### Exercise
The entire listing below needs to be transcribed word for word.
━━━━━━━━━━━━━━━━━━━━
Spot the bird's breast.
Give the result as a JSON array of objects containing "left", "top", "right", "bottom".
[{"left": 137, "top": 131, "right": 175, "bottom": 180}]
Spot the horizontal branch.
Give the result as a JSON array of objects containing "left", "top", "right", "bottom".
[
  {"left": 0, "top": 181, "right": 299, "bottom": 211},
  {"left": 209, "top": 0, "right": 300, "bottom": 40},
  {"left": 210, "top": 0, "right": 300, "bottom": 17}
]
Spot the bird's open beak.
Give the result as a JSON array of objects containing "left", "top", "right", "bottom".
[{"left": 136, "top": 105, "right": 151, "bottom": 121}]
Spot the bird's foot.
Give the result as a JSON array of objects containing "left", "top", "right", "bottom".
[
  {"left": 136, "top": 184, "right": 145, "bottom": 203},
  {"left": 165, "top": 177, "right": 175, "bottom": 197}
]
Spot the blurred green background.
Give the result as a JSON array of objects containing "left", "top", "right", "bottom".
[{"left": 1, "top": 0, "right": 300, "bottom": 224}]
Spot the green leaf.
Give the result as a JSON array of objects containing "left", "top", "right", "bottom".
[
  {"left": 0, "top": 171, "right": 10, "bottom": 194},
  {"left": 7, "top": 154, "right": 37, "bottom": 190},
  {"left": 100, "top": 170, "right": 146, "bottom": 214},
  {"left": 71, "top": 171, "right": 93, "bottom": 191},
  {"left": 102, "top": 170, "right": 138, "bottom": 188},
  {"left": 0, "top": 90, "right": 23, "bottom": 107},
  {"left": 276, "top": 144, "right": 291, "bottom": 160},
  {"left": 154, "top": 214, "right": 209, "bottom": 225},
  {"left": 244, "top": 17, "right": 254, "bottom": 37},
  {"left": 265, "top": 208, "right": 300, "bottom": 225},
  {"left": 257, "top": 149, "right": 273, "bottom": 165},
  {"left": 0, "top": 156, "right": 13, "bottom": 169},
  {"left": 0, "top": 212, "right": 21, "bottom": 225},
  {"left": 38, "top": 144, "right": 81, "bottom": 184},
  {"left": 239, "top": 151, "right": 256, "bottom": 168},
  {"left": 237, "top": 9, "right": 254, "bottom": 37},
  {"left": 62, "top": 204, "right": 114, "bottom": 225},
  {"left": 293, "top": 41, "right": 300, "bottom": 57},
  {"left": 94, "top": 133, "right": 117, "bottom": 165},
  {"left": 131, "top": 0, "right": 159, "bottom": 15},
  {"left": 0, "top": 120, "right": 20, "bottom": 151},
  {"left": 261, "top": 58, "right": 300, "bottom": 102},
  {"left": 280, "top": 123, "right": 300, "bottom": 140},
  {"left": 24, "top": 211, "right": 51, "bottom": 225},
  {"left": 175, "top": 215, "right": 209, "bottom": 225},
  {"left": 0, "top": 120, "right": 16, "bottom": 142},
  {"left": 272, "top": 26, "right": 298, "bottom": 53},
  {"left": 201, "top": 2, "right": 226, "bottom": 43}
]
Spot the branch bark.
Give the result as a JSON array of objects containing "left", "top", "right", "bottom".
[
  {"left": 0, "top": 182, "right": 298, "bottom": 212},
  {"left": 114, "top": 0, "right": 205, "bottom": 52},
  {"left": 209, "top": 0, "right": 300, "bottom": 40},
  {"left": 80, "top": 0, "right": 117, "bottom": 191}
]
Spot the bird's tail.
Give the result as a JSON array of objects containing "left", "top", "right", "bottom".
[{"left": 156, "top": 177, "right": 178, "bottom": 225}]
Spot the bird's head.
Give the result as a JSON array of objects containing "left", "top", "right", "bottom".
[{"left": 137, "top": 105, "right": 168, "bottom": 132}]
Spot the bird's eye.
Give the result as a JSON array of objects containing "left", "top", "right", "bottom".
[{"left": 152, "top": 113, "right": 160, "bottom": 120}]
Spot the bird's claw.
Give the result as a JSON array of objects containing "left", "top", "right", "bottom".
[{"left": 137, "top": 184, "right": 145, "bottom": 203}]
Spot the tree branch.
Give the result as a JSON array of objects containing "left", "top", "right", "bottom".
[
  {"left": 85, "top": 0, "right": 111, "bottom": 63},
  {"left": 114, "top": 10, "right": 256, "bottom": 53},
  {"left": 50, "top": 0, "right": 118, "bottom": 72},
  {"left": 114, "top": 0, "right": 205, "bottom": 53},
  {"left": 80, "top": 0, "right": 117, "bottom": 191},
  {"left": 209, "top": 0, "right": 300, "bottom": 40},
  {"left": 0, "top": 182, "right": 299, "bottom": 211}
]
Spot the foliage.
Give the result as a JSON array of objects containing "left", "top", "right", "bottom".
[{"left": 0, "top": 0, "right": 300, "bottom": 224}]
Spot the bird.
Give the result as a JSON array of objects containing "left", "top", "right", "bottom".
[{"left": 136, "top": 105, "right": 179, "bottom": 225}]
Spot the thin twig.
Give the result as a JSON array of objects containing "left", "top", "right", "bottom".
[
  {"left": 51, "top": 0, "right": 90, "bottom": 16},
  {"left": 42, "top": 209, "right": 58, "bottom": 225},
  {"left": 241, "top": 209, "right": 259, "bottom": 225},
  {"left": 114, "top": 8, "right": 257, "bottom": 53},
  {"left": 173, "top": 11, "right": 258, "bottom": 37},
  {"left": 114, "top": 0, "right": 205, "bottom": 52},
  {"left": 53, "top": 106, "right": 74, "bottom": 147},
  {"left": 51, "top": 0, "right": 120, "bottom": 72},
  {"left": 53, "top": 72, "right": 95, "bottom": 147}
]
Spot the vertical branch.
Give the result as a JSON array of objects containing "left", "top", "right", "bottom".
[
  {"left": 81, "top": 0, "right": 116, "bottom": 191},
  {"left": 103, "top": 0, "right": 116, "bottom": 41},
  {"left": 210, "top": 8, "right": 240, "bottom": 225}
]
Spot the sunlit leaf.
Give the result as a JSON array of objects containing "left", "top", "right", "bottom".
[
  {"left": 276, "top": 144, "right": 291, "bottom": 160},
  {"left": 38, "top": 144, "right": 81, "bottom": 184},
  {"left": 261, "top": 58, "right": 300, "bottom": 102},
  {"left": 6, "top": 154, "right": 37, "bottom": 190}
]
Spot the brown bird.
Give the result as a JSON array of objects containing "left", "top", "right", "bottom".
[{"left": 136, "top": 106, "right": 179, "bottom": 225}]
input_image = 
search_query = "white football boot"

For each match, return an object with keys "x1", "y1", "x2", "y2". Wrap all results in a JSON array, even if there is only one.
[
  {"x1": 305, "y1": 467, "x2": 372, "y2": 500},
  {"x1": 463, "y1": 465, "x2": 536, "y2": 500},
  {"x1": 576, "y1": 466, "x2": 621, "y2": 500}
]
━━━━━━━━━━━━━━━━━━━━
### Result of this task
Spot the bird's breast.
Give the result as a JSON array of objects containing "left", "top", "right", "bottom".
[{"left": 137, "top": 131, "right": 175, "bottom": 180}]
Spot the horizontal branch.
Give the result as a JSON array of objects containing "left", "top", "right", "bottom".
[
  {"left": 0, "top": 181, "right": 299, "bottom": 211},
  {"left": 209, "top": 0, "right": 300, "bottom": 40},
  {"left": 210, "top": 0, "right": 300, "bottom": 17}
]
Spot the bird's open beak.
Give the result as a JSON array of objects containing "left", "top", "right", "bottom".
[{"left": 136, "top": 105, "right": 151, "bottom": 121}]
Spot the bird's foot.
Give the result as a JSON array of objects containing "left", "top", "right", "bottom".
[
  {"left": 136, "top": 184, "right": 145, "bottom": 203},
  {"left": 165, "top": 177, "right": 175, "bottom": 197}
]
Spot the blurred green background.
Give the result as a JSON array of objects containing "left", "top", "right", "bottom".
[{"left": 1, "top": 0, "right": 300, "bottom": 224}]
Spot the green leaf.
Give the result as a JSON array of objects containing "left", "top", "right", "bottom".
[
  {"left": 0, "top": 171, "right": 10, "bottom": 194},
  {"left": 7, "top": 154, "right": 37, "bottom": 190},
  {"left": 100, "top": 170, "right": 146, "bottom": 214},
  {"left": 71, "top": 171, "right": 93, "bottom": 191},
  {"left": 102, "top": 170, "right": 138, "bottom": 188},
  {"left": 0, "top": 90, "right": 23, "bottom": 107},
  {"left": 276, "top": 144, "right": 291, "bottom": 160},
  {"left": 154, "top": 214, "right": 209, "bottom": 225},
  {"left": 244, "top": 17, "right": 254, "bottom": 37},
  {"left": 265, "top": 208, "right": 300, "bottom": 225},
  {"left": 257, "top": 149, "right": 273, "bottom": 165},
  {"left": 0, "top": 156, "right": 13, "bottom": 169},
  {"left": 0, "top": 212, "right": 21, "bottom": 225},
  {"left": 38, "top": 144, "right": 81, "bottom": 184},
  {"left": 239, "top": 151, "right": 256, "bottom": 168},
  {"left": 237, "top": 9, "right": 254, "bottom": 37},
  {"left": 62, "top": 204, "right": 114, "bottom": 225},
  {"left": 293, "top": 41, "right": 300, "bottom": 57},
  {"left": 94, "top": 133, "right": 117, "bottom": 165},
  {"left": 131, "top": 0, "right": 159, "bottom": 15},
  {"left": 0, "top": 120, "right": 20, "bottom": 151},
  {"left": 261, "top": 58, "right": 300, "bottom": 102},
  {"left": 280, "top": 123, "right": 300, "bottom": 140},
  {"left": 24, "top": 211, "right": 51, "bottom": 225},
  {"left": 175, "top": 215, "right": 209, "bottom": 225},
  {"left": 0, "top": 120, "right": 16, "bottom": 142},
  {"left": 272, "top": 26, "right": 298, "bottom": 53},
  {"left": 201, "top": 2, "right": 226, "bottom": 43}
]
Spot the branch bark.
Give the result as a JSON array of objects containing "left", "top", "right", "bottom".
[
  {"left": 0, "top": 182, "right": 298, "bottom": 212},
  {"left": 114, "top": 0, "right": 205, "bottom": 52},
  {"left": 209, "top": 0, "right": 300, "bottom": 40},
  {"left": 80, "top": 0, "right": 117, "bottom": 191}
]
Spot the bird's tail.
Give the result as a JSON array of objects containing "left", "top", "right", "bottom".
[{"left": 156, "top": 177, "right": 178, "bottom": 225}]
Spot the bird's head.
Give the result as a JSON array of objects containing "left", "top", "right", "bottom".
[{"left": 137, "top": 105, "right": 168, "bottom": 132}]
Spot the bird's eye.
Give the result as a JSON array of objects containing "left", "top", "right", "bottom".
[{"left": 152, "top": 113, "right": 160, "bottom": 120}]
Spot the bird's claw.
Give the result as a JSON array of objects containing "left", "top", "right", "bottom".
[{"left": 137, "top": 184, "right": 145, "bottom": 203}]
Spot the tree branch.
Give the result as a JSON array of objects containing "left", "top", "right", "bottom".
[
  {"left": 85, "top": 0, "right": 111, "bottom": 63},
  {"left": 114, "top": 10, "right": 256, "bottom": 53},
  {"left": 50, "top": 0, "right": 118, "bottom": 72},
  {"left": 114, "top": 0, "right": 205, "bottom": 53},
  {"left": 80, "top": 0, "right": 117, "bottom": 191},
  {"left": 209, "top": 0, "right": 300, "bottom": 40},
  {"left": 0, "top": 182, "right": 299, "bottom": 211}
]
Spot the foliage.
Give the result as a JSON array of objects containing "left", "top", "right", "bottom".
[{"left": 0, "top": 0, "right": 300, "bottom": 224}]
Spot the bird.
Give the result as a JSON array of objects containing "left", "top", "right", "bottom".
[{"left": 136, "top": 105, "right": 179, "bottom": 225}]
Spot the thin twig.
Give the result as a JSON array of objects containing "left", "top", "right", "bottom".
[
  {"left": 51, "top": 0, "right": 90, "bottom": 16},
  {"left": 42, "top": 209, "right": 58, "bottom": 225},
  {"left": 241, "top": 209, "right": 259, "bottom": 225},
  {"left": 114, "top": 8, "right": 257, "bottom": 53},
  {"left": 173, "top": 11, "right": 258, "bottom": 37},
  {"left": 114, "top": 0, "right": 205, "bottom": 52},
  {"left": 53, "top": 106, "right": 74, "bottom": 147},
  {"left": 51, "top": 0, "right": 120, "bottom": 72},
  {"left": 53, "top": 72, "right": 95, "bottom": 147}
]
Spot the vertical branch.
Give the result as a JSON array of objects containing "left", "top", "right", "bottom".
[
  {"left": 81, "top": 0, "right": 116, "bottom": 191},
  {"left": 103, "top": 0, "right": 116, "bottom": 41},
  {"left": 210, "top": 8, "right": 240, "bottom": 225}
]
Spot the sunlit leaf.
Give the result as a JSON array of objects containing "left", "top", "right", "bottom".
[
  {"left": 276, "top": 144, "right": 291, "bottom": 160},
  {"left": 38, "top": 144, "right": 81, "bottom": 184},
  {"left": 261, "top": 58, "right": 300, "bottom": 102},
  {"left": 6, "top": 154, "right": 37, "bottom": 190}
]
Spot the brown bird.
Give the result as a JSON array of objects containing "left", "top", "right", "bottom".
[{"left": 136, "top": 106, "right": 179, "bottom": 225}]
input_image = 
search_query = "white football boot"

For each match, return an object with keys "x1", "y1", "x2", "y2". Wrap all results in a JSON array, even if there is only one.
[
  {"x1": 305, "y1": 467, "x2": 372, "y2": 500},
  {"x1": 463, "y1": 465, "x2": 536, "y2": 500},
  {"x1": 576, "y1": 466, "x2": 621, "y2": 500}
]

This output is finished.